_Provided text_:
------------------------------------
Real-Time Metric-Semantic Mapping for Autonomous Navigation in Outdoor Environments
Jianhao Jiao, Ruoyu Geng, Yuanhang Li, Ren Xin, Bowen Yang, Jin Wu, Lujia Wang, Ming Liu, Rui Fan, Dimitrios Kanoulas
TL;DR
The paper tackles real-time outdoor autonomous navigation by introducing an online metric-semantic mapping system that fuses LiDAR, vision, and IMU data into a GPU-accelerated TSDF framework with semantic labeling. It combines a LiDAR-Visual-Inertial state estimator, CNN-based pixel-wise segmentation, and a Bayesian fusion mechanism to produce a global 3D mesh annotated with semantic classes, from which traversable regions are extracted for map-based localization and planning. The approach is validated on 24 sequences across public and campus datasets, showing strong geometric and semantic accuracy with rapid per-frame updates (millisecond-scale), and demonstrates real-world point-to-point navigation using the generated maps. The work advances outdoor semantic mapping by enabling real-time, large-scale, semantically informed navigation and provides public code and datasets to foster reproducibility and further research.
------------------------------------
_Data shown_:
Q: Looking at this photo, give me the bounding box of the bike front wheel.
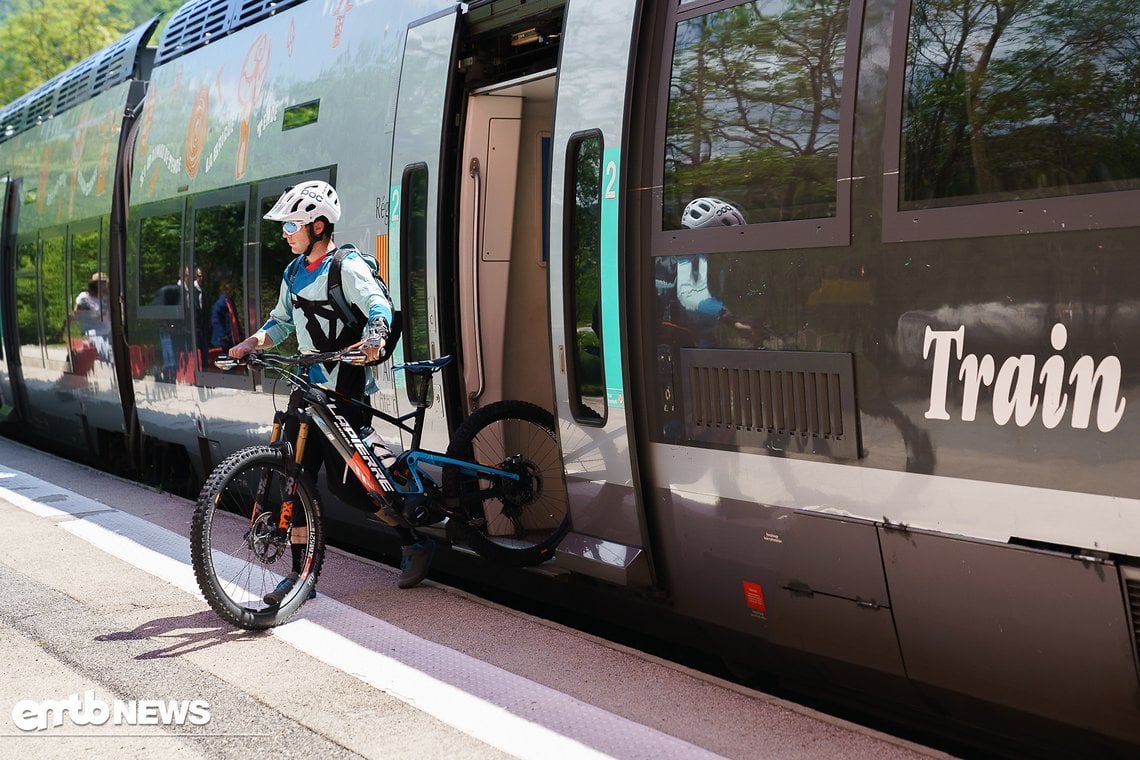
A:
------------------------------------
_Goal_:
According to the metric-semantic mapping summary, how many sequences was the approach validated on?

_Solution to the problem_:
24 sequences, drawn from public and campus datasets.